◆ **AIM 1**: Rewrite every line of the records that follow the earnings-call transcript, requests included. Multiply each point coordinate in the answers by 1.2 and round to whole numbers, rounding halves up, and leave the pictures out.
[START OF SELECTED PASSAGE]
Derek John Podhaizer

Just wanted to ask about the fourth quarter guide for Oil and Gas. The volumes flat to slightly up. Sounds pretty impressive. I mean we've been hearing a lot of commentary around seasonality from the big pressure pumper. So could you help square that comment from what we're hearing out there, just the fleets that are being laid down or maybe some work that's being pushed out to 2024. Is it a spot market thing? Is it customer-specific thing, basin thing? Just maybe some more color around that.

Bryan A. Shinn

Good morning, Derek, and thanks for the question. I think there's a couple of things that are happening. We started off really strong in October in the oilfield. So that gives us a good feel for how Q4 might play out. I would say it's generally strong across the board for us in the Permian. We've had several customers asking for additional volumes. And of course, we're highly contracted. So I think that helps out as well.
We've got about 85% of our volume here in 2023 under contract as you and others know. So is the customer base we have, the blue-chip customers are out there working very hard right now and are asking for more sand. So we're pretty optimistic that Q4 will finish well at this point, at least from our customer base, we're not hearing anything about budget exhaustion or extended holiday downtime or anything like that. So we feel pretty good.
[END OF SELECTED PASSAGE]
[START OF SUPPLIED DATA]
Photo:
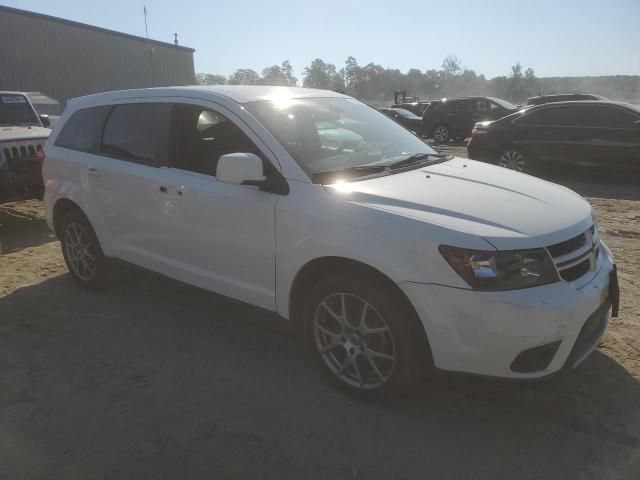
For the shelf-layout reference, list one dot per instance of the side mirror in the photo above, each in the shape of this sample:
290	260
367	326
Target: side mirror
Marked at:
241	169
[END OF SUPPLIED DATA]
◆ **AIM 2**: According to the earnings-call transcript, what portion of the 2023 volume is under contract?

◆ **EXPECTED ANSWER 1**:
Photo:
For the shelf-layout reference, list one dot per instance of the side mirror in the photo above, each in the shape of this sample:
290	260
367	326
Target: side mirror
Marked at:
289	203

◆ **EXPECTED ANSWER 2**: About 85%.